**What you are asked to do:**
Pull out the listing below from its first line through the line containing "[21, 28, 45, 55]", and copy each line unchanged.

**Record list:**

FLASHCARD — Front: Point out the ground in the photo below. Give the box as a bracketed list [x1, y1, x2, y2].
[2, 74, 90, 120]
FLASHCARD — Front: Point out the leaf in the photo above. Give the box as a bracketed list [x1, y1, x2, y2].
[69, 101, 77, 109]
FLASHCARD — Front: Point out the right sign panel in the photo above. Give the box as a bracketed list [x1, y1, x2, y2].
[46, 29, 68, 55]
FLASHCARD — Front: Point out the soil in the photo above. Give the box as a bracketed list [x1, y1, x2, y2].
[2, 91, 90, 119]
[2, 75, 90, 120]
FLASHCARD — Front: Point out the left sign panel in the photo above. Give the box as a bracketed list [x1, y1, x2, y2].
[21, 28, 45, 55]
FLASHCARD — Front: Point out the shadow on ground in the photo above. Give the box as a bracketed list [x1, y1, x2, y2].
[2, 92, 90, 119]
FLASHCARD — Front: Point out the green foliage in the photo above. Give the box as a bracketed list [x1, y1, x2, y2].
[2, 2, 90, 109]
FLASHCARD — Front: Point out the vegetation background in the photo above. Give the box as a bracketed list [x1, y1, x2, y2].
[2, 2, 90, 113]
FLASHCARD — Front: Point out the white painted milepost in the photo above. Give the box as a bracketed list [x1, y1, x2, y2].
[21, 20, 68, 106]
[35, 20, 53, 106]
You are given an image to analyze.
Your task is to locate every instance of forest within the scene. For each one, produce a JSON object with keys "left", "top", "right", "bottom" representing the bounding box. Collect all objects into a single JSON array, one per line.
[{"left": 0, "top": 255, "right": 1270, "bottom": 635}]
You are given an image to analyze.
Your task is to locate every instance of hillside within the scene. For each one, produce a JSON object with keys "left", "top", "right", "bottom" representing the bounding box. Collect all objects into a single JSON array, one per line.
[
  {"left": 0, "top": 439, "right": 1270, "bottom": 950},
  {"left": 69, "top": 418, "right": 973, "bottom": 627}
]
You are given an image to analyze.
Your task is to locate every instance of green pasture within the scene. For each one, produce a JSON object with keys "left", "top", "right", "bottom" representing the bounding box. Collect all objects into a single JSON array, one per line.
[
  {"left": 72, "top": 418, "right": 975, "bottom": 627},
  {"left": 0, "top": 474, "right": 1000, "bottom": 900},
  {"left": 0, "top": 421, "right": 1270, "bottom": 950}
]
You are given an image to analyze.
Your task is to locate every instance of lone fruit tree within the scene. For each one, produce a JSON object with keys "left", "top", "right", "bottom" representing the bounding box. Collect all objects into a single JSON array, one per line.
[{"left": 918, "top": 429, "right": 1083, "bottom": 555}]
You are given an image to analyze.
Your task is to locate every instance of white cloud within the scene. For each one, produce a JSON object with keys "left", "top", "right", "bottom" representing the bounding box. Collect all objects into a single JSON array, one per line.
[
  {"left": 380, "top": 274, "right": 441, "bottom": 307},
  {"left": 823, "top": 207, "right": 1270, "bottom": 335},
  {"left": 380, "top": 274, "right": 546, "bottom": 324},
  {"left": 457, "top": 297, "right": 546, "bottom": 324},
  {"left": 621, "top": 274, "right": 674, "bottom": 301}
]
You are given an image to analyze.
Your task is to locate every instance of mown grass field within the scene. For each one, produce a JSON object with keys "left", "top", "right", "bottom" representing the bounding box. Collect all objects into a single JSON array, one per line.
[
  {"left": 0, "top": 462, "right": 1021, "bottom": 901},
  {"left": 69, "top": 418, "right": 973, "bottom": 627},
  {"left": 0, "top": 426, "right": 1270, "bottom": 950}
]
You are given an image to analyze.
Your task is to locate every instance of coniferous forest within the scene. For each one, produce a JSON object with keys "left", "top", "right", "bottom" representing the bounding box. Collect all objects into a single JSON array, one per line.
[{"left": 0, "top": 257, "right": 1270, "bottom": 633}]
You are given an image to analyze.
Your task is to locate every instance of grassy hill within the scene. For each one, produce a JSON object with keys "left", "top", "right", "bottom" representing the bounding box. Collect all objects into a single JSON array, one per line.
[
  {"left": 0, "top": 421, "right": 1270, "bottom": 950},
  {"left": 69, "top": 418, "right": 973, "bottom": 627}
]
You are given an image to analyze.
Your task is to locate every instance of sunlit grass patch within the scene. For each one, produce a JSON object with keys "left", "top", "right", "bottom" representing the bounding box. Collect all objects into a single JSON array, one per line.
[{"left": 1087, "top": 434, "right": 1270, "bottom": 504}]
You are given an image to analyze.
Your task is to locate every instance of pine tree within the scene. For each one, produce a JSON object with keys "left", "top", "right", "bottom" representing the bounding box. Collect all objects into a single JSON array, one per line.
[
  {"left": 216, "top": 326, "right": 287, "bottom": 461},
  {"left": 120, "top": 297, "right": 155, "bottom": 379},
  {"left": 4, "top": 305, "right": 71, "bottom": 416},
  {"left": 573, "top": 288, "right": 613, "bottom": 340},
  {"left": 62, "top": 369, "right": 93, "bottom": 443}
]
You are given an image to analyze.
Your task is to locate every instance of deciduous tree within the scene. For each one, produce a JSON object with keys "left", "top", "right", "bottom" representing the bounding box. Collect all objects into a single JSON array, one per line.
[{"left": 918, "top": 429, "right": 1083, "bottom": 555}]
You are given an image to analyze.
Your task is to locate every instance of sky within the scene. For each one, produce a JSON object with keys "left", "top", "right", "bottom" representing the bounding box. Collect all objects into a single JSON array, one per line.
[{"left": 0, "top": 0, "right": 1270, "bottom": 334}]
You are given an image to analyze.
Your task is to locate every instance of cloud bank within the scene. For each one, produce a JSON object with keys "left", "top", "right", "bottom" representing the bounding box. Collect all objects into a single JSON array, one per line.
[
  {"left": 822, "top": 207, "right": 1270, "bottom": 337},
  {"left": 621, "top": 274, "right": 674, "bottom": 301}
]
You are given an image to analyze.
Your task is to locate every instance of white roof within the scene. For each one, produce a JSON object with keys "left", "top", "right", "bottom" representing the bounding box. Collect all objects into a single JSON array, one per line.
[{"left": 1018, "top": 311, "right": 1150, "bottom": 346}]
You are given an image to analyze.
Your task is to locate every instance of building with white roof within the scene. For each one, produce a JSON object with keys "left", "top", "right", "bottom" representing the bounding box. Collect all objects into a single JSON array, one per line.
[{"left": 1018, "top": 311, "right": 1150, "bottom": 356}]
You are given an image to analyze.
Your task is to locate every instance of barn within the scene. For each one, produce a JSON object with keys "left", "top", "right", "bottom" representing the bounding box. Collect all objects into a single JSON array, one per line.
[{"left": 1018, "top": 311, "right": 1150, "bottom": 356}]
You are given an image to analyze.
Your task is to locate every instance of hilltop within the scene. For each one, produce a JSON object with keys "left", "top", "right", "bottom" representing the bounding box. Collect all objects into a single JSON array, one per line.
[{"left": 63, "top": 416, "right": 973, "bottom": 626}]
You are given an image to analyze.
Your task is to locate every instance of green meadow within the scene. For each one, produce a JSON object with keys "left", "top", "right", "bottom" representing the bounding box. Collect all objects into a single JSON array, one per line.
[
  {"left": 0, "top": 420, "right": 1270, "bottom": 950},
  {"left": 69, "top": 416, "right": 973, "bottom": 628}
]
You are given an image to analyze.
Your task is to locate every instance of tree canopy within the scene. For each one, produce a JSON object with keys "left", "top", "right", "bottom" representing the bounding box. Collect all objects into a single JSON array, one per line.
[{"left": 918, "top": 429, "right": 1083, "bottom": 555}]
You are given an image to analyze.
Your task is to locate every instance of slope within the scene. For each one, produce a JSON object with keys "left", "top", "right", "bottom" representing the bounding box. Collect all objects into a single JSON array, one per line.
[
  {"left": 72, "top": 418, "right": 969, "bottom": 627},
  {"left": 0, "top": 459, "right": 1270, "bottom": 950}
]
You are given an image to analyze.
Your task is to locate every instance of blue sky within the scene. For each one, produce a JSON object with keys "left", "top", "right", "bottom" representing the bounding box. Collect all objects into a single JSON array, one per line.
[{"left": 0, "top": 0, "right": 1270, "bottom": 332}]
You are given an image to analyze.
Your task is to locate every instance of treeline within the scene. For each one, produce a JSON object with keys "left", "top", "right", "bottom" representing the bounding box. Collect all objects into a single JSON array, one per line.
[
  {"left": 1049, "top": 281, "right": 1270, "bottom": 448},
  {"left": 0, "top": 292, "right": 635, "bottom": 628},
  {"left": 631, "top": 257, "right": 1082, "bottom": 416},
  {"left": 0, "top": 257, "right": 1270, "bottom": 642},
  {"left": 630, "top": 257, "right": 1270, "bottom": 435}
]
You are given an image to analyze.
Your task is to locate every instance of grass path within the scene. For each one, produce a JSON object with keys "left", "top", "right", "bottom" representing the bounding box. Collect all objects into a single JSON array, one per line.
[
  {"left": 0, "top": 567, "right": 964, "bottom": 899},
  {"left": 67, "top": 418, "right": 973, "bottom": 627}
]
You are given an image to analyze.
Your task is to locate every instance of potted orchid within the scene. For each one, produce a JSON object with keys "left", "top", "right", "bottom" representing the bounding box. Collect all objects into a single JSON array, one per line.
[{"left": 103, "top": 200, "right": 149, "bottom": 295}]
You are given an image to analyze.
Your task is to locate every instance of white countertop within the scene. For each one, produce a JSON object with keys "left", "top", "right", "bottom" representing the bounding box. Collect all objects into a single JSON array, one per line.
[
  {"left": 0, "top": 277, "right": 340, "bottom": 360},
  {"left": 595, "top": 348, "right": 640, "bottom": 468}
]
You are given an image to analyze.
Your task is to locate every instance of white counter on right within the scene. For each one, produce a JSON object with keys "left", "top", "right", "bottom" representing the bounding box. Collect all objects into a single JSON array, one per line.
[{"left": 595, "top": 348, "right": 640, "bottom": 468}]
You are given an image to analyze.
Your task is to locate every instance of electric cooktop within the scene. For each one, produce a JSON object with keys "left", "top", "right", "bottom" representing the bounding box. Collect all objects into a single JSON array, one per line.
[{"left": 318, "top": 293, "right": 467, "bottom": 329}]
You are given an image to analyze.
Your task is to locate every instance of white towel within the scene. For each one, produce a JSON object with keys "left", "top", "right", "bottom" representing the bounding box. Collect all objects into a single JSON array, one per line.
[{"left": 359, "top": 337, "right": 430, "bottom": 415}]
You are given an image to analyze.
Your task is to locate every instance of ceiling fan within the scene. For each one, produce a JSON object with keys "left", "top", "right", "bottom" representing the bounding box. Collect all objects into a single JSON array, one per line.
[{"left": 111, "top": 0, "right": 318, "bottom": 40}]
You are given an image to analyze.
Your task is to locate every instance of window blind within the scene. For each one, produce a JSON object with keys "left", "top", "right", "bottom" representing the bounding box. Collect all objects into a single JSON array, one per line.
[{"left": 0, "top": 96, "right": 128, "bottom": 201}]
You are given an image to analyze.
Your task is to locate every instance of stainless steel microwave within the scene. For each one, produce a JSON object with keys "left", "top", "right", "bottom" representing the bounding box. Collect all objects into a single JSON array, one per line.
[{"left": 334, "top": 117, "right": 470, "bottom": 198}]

**Response to the exercise:**
FLASHCARD — Front: Point out the ground in the photo below. Give the box as a bracketed list [x1, y1, x2, y2].
[2, 74, 90, 120]
FLASHCARD — Front: Point out the leaf in the photo above. Give the box as a bracketed list [x1, y1, x2, y2].
[69, 101, 77, 109]
FLASHCARD — Front: Point out the right sign panel in the photo above. Give the box as a bracketed list [x1, y1, x2, y2].
[46, 29, 68, 55]
FLASHCARD — Front: Point out the soil in the photo above. Give the box as a bracketed list [x1, y1, x2, y2].
[2, 91, 90, 119]
[2, 75, 90, 120]
FLASHCARD — Front: Point out the left sign panel in the photo above. Give the box as a bracketed list [x1, y1, x2, y2].
[21, 28, 45, 55]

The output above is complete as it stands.